**EXERCISE INSTRUCTIONS**
In the forum thread below about wild-caught versus tank-bred fish, what two conditions does Number6 need to know about before preferring tank-raised fish?

# wild caught, f1,tank bred whats the big difference



## suffolk bloke (Jun 15, 2008)

i am shortly going to start a new tank i have one at the moment with malawi's and i want another but my problem is what to stock it with,my big question is are wild caught fish that much if any better than a good tank bred fish or is it just a whim that HEY I HAVE WILD CAUGHT FISH ITS SO MUCH BETTER THAN TANK BRED boast about where it came from,frankly i am not bothered if it comes from the moon its the look i am after.they are s much more expensive but i can only get them online so no chance to see them other than a photo.i have a reputable place to buy them from so please apart from its african roots whats so good about them :-?


----------



## Number6 (Mar 13, 2003)

Personally, I prefer tank raised as long as I know that A. they are pure species and B. they have been properly bred (minimal inbreeding and outcrossing).

The only time I'd bother with wild caught is if I couldn't find pure strain tank raised.

I do enjoy F1 fry *IF * the breeder had a large group of that fish simply because it's simple to avoid sloppy breeding practices as there has only been the one owner...

If I'm not breeding the fish to sell fry, I would never buy anything other than solid looking tank raised fish.


----------



## chapman76 (Jun 30, 2004)

I'm pretty much on board with number6.

If I was planning on breeding and selling to fish to stores or in volume, I would search for WC or F1 because I would have confidence in their purity.

I have only bought WC when I couldn't get F1 or tank raised of high quality. Most my fish are F1, but that is because the breeder I typically buy from happens to have WC stock and a lot of fish.


----------



## kb3781 (Jul 22, 2008)

Would you rather have a wild caught horse or a thoroughbred?
I'll take the thoroughbred. The only difference with fish is that you don't always know if your thoroughbred is really a thoroughbred. If only fish breeding was documented as well as horse breeding


----------



## why_spyder (Mar 2, 2006)

I like to go with F1, F2/tank-raised.

Most of the species I am after aren't readily available around here, so I end up buying more F1/F2 stock than tank-raised stuff. There are a few species I like that are more available and I will gladly take a good tank-raised strain from them.

**EXCERPTED RECORDS**
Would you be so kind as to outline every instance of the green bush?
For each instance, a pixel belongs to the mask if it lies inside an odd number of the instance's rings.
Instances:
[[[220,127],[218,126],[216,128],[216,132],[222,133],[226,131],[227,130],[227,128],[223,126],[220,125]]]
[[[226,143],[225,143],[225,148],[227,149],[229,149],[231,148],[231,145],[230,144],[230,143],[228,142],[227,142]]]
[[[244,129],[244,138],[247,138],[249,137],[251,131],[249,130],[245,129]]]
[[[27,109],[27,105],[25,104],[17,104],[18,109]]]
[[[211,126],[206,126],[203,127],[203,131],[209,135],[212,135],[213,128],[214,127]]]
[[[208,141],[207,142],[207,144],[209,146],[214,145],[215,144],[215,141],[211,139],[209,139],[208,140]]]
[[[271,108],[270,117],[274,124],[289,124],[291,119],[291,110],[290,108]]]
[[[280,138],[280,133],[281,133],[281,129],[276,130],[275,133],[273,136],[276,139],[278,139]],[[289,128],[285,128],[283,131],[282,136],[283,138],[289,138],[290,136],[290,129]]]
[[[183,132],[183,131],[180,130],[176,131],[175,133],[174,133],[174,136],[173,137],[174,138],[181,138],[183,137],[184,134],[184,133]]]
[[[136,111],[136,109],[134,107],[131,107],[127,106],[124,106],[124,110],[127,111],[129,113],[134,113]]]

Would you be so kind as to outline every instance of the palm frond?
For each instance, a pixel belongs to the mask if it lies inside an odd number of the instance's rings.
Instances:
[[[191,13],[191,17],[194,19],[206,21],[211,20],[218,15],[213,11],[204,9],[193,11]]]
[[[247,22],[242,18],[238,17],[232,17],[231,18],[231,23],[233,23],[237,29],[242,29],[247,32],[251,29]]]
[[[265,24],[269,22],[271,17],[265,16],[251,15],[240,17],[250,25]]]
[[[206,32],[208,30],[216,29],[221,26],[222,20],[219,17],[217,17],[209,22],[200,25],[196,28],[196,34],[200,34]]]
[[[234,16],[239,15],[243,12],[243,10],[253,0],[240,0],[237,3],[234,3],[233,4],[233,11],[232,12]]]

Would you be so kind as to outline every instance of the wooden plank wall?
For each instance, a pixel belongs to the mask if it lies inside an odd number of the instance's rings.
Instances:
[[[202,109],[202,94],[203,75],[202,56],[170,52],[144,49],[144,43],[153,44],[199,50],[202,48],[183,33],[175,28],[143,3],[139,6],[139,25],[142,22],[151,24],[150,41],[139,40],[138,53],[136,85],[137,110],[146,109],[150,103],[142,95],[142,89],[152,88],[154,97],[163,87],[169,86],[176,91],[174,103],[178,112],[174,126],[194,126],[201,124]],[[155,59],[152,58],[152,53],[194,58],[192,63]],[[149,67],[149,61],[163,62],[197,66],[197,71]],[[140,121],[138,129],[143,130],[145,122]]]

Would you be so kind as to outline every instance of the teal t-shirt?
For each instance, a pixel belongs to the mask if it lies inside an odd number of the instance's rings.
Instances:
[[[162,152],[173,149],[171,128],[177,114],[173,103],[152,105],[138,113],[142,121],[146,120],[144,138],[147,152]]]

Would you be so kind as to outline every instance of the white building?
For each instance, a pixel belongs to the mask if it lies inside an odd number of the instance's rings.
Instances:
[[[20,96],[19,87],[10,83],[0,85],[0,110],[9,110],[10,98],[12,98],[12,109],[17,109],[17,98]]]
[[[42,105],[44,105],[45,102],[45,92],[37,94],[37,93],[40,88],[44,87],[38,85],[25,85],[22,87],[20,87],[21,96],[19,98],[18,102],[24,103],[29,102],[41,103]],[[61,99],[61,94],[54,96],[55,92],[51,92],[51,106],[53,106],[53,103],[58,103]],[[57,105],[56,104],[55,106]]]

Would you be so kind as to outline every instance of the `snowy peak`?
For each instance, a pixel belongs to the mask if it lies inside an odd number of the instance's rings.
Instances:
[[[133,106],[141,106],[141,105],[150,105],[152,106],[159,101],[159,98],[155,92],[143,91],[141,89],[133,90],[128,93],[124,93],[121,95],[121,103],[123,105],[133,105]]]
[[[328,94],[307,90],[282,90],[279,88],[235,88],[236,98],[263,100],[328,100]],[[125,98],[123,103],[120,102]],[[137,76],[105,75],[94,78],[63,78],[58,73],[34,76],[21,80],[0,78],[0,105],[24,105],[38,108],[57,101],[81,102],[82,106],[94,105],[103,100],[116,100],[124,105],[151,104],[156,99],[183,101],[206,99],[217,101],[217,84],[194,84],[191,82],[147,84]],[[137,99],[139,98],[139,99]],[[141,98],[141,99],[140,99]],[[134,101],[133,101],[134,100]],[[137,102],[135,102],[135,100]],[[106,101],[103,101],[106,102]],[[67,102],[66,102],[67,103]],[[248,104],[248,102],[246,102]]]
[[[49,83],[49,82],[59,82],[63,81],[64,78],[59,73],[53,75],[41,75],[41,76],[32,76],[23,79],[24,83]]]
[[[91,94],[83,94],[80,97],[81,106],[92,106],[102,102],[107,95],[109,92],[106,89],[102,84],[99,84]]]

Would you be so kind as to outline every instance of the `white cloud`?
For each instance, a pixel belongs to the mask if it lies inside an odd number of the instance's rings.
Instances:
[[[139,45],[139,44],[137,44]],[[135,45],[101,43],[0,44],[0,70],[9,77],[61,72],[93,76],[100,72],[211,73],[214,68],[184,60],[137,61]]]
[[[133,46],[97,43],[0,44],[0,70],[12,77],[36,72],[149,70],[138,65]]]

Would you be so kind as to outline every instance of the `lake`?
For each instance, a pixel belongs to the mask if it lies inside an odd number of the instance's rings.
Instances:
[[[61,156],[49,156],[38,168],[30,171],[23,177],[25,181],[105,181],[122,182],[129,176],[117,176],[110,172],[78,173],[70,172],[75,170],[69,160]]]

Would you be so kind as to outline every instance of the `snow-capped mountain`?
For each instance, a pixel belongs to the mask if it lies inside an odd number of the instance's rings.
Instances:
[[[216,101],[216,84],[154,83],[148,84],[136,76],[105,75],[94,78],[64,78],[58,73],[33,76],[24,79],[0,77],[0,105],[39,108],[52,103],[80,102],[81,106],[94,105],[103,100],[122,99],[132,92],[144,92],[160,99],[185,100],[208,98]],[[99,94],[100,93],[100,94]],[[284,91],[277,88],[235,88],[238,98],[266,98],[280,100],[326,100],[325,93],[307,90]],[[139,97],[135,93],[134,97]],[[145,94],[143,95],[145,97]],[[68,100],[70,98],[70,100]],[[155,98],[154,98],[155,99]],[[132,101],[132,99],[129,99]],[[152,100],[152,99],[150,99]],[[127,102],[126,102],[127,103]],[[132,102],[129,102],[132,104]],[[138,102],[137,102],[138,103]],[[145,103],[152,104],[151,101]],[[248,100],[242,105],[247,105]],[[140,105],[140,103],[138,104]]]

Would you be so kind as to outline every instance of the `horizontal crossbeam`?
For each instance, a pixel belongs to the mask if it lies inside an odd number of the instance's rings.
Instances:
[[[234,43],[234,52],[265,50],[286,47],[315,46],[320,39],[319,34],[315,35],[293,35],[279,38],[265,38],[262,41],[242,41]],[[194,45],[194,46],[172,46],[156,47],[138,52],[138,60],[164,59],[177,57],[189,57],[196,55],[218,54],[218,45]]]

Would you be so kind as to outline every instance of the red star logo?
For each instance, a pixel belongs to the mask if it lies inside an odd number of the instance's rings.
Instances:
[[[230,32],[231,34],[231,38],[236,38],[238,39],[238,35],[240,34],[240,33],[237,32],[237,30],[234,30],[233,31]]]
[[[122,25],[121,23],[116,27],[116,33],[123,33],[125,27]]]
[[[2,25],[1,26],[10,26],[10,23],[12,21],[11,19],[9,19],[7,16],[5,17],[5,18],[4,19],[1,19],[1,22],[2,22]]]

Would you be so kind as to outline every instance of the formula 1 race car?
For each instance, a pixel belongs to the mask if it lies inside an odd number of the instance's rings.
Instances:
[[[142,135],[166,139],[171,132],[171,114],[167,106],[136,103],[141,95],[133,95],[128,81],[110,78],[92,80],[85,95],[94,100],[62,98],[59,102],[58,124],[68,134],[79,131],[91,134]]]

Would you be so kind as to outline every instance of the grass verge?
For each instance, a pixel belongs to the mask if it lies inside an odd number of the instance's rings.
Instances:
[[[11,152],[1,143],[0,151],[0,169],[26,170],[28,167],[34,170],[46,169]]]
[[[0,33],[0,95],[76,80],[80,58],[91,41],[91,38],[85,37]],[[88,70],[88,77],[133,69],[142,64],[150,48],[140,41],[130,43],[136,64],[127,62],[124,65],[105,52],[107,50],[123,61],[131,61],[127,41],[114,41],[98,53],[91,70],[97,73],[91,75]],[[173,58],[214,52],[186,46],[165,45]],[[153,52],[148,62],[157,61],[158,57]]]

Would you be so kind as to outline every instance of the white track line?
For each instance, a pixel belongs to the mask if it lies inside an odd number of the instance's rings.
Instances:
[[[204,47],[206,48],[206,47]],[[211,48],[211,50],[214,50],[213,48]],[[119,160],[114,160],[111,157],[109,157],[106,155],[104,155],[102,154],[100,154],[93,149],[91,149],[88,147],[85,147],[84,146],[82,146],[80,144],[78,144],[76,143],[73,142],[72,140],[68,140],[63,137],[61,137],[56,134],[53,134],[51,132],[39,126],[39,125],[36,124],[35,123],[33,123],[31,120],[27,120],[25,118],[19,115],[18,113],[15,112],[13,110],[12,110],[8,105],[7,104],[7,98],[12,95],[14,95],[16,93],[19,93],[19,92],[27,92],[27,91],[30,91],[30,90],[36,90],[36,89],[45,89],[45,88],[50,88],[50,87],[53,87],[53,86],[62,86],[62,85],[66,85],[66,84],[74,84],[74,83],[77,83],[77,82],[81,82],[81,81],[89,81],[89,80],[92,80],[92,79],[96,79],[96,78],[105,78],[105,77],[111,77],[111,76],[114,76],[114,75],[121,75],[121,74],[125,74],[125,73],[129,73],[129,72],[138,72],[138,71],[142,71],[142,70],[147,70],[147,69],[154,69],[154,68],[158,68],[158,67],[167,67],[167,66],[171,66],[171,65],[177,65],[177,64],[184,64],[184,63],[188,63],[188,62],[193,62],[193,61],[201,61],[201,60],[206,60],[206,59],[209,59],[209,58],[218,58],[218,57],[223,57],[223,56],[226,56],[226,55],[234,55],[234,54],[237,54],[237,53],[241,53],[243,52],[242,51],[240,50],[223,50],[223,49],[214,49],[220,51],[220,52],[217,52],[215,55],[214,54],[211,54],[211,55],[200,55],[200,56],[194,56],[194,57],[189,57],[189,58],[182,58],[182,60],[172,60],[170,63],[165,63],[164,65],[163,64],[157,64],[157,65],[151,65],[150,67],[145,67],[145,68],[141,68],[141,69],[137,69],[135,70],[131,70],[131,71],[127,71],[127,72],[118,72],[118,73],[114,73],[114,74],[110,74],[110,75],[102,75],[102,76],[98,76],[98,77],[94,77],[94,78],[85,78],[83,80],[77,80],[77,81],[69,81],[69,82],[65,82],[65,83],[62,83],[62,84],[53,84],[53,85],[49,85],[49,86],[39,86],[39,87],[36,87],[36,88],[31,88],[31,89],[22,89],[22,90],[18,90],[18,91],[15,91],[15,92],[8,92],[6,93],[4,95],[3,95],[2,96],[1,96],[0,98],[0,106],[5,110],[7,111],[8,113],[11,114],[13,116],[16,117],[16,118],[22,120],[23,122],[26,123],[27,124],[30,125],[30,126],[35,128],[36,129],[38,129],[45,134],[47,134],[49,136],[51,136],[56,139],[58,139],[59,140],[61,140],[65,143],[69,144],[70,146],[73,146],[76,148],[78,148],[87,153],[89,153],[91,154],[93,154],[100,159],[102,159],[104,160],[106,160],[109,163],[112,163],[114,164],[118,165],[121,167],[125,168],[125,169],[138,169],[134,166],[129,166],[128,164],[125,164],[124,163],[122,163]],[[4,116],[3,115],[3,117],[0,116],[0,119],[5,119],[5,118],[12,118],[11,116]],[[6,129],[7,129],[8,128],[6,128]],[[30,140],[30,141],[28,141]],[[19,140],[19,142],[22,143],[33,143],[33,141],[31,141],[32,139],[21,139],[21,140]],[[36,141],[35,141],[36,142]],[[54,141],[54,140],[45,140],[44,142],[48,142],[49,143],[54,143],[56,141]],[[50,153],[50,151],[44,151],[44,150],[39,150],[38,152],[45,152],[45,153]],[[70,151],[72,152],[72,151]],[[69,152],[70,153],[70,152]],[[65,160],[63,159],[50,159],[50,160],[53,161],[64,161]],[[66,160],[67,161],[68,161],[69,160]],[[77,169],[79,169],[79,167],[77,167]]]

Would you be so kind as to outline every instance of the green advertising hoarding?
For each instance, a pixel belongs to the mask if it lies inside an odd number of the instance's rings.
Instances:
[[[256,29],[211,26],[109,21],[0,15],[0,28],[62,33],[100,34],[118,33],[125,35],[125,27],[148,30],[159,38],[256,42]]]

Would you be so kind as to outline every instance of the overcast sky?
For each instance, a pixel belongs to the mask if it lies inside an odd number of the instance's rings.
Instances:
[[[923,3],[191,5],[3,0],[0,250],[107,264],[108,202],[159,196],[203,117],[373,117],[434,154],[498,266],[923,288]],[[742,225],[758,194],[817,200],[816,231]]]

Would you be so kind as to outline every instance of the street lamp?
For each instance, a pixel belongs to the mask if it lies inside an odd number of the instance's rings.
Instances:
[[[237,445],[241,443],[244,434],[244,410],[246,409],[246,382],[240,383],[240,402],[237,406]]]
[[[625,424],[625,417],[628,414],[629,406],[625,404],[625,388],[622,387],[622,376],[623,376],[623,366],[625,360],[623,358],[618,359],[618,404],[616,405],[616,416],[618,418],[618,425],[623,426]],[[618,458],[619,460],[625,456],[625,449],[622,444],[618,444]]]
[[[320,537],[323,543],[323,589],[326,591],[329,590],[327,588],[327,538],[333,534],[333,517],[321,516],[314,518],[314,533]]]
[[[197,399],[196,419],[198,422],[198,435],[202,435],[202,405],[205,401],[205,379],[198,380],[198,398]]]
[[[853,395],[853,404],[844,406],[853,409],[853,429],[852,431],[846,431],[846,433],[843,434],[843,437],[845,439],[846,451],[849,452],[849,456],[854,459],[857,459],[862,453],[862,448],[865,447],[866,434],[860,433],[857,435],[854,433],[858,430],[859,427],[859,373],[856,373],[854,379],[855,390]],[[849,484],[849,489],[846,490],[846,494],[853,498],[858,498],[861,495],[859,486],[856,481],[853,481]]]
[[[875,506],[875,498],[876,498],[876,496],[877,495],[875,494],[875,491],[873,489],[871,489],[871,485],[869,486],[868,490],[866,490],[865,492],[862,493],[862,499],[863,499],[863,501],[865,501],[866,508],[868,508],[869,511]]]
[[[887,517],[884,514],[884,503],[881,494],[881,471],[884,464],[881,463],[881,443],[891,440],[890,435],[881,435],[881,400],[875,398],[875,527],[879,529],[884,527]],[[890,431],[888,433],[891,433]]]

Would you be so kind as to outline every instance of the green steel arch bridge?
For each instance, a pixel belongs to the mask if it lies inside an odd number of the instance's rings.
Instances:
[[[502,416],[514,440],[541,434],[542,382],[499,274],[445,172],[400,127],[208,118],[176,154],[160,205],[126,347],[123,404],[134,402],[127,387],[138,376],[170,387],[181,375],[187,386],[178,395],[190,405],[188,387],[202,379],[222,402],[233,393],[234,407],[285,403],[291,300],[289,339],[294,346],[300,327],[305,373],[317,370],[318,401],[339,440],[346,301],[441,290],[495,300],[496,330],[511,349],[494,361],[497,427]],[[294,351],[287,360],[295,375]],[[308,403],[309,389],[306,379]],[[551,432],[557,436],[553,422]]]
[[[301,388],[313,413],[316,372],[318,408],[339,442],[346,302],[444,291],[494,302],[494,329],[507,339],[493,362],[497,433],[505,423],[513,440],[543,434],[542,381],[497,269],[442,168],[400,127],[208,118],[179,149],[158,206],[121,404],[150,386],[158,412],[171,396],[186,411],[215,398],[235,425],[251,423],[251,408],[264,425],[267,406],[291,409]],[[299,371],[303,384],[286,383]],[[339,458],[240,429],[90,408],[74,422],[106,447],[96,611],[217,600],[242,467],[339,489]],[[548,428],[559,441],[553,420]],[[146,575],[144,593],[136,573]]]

**TASK ANSWER**
That they are pure species and that they have been properly bred, with minimal inbreeding and outcrossing.